▶ Problem: Copy everything from the line containing "Drop a marker on every instance of the blue" down to the end of the material, requests included, and scale each point coordinate in the answers by 1.45, rounding to whole numbers with halves going up. Leave the numbers in the requests and their format samples as they are.

▶ Extracted records:
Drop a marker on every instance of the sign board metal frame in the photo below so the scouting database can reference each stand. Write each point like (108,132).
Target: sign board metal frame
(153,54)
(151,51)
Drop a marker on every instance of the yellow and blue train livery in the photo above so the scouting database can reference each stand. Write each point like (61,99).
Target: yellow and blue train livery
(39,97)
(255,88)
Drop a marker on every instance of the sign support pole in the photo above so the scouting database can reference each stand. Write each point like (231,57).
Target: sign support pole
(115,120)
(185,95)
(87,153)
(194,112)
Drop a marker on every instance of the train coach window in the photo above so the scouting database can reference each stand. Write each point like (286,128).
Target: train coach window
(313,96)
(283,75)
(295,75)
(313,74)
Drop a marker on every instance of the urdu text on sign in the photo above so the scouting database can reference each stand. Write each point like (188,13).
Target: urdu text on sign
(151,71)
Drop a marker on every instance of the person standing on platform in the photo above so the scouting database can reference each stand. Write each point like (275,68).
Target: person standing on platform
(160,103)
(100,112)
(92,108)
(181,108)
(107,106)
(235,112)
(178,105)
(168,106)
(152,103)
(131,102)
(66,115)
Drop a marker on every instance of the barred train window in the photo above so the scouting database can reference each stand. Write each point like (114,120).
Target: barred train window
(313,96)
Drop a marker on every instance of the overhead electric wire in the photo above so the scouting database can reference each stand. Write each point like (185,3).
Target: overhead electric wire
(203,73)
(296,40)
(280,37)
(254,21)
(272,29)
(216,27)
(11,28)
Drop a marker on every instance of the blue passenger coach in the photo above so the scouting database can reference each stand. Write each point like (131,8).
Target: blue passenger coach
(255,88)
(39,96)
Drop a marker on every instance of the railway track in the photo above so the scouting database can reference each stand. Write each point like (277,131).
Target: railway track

▶ Answer for this exercise:
Drop a marker on every instance of the blue passenger coach in the photo above so the scouting database can reference each stand. Write each point like (131,8).
Target: blue passenger coach
(370,128)
(57,139)
Drop a marker on every instance of the railway track in the photo above so the scouting database can reference each stand. Write each point like (277,131).
Target: railway track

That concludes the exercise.